- _EXERCISE INPUTS_:

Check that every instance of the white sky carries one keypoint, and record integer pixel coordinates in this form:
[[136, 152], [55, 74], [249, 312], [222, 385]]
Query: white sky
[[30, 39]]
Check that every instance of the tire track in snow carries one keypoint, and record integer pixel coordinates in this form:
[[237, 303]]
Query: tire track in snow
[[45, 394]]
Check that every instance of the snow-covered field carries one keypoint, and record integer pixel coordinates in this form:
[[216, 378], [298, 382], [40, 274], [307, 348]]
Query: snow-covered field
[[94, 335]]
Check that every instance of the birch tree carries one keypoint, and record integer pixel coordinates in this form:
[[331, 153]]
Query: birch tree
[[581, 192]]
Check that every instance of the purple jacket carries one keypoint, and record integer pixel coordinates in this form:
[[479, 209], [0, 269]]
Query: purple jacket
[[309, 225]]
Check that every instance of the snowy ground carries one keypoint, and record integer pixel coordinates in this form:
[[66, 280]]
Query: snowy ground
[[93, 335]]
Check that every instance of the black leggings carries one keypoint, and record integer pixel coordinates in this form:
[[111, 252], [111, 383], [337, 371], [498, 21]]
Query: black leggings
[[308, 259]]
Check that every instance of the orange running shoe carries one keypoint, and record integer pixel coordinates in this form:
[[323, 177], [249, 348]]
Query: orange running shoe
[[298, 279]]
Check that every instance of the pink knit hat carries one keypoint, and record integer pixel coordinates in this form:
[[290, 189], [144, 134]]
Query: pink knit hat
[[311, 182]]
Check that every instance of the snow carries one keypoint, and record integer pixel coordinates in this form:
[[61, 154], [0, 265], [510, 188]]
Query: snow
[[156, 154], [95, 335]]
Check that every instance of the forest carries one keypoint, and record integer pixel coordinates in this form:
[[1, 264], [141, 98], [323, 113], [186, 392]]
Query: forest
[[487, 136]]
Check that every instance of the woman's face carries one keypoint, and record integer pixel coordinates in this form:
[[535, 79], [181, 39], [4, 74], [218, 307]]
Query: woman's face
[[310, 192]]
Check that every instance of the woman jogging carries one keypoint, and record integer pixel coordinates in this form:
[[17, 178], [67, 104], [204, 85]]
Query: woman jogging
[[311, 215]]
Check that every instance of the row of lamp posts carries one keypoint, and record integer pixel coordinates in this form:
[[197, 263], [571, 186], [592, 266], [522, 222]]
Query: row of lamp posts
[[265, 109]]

- _THE TASK_:
Render every line of the records above as a Markdown table with a Row column holding the line number and a Text column holding the line itself, skipping blank lines.

- _REPLY_:
| Row | Text |
|---|---|
| 1 | Check that every instance of the white sky carries one keypoint, and record integer pixel coordinates in this form: |
| 2 | [[136, 152], [55, 74], [249, 312], [222, 385]] |
| 3 | Query: white sky |
| 4 | [[30, 39]] |
| 5 | Check that every instance of the tire track in snow carries one keypoint, and record integer pixel coordinates in this form: |
| 6 | [[237, 303]] |
| 7 | Query: tire track in snow |
| 8 | [[45, 394]] |
| 9 | Check that every instance of the snow-covered field carries one keypoint, and record integer pixel coordinates in this form: |
| 10 | [[216, 378], [298, 382], [40, 274], [307, 348]] |
| 11 | Query: snow-covered field |
| 12 | [[94, 335]] |
| 13 | Check that every instance of the birch tree carries one keypoint, and record integer pixel coordinates in this form: |
| 14 | [[331, 153]] |
| 15 | Query: birch tree |
| 16 | [[581, 192]] |
| 17 | Check that every instance of the purple jacket carries one keypoint, and record integer pixel coordinates in this form: |
| 18 | [[479, 209], [0, 269]] |
| 19 | Query: purple jacket |
| 20 | [[309, 225]] |
| 21 | Check that every instance of the snowy ground carries one keypoint, and record integer pixel coordinates in this form: |
| 22 | [[66, 280]] |
| 23 | Query: snowy ground |
| 24 | [[93, 335]] |
| 25 | Check that every instance of the black leggings carries one keypoint, and record integer pixel coordinates in this form: |
| 26 | [[111, 252], [111, 383], [337, 371], [498, 21]] |
| 27 | Query: black leggings |
| 28 | [[308, 259]] |
| 29 | Check that every instance of the orange running shoe carries one keypoint, and record integer pixel coordinates in this form: |
| 30 | [[323, 177], [249, 348]] |
| 31 | Query: orange running shoe |
| 32 | [[298, 279]] |
| 33 | Check that every instance of the pink knit hat carries one keypoint, and record integer pixel coordinates in this form: |
| 34 | [[290, 189], [144, 134]] |
| 35 | Query: pink knit hat |
| 36 | [[311, 182]] |
| 37 | Check that every instance of the snow carries one keypoint, and record integer pixel coordinates in this form: |
| 38 | [[61, 154], [0, 265], [510, 188]] |
| 39 | Query: snow |
| 40 | [[156, 154], [95, 335]] |
| 41 | Check that every instance of the forest carries one keypoint, and record integer pixel coordinates in this form: |
| 42 | [[1, 264], [141, 98], [323, 113], [186, 392]] |
| 43 | Query: forest |
| 44 | [[487, 136]] |
| 45 | Check that every instance of the woman's face carries one keypoint, and record integer pixel coordinates in this form: |
| 46 | [[535, 79], [181, 39], [4, 74], [218, 307]] |
| 47 | Query: woman's face |
| 48 | [[310, 192]] |
| 49 | Check that every instance of the woman jogging carries one keypoint, and record integer pixel coordinates in this form: |
| 50 | [[17, 178], [67, 104], [204, 85]] |
| 51 | Query: woman jogging |
| 52 | [[311, 215]] |
| 53 | Check that every instance of the row of lamp posts carries one keypoint, and record integer pixel coordinates in this form: |
| 54 | [[197, 263], [571, 186], [592, 266], [522, 222]] |
| 55 | Query: row of lamp posts |
| 56 | [[265, 109]] |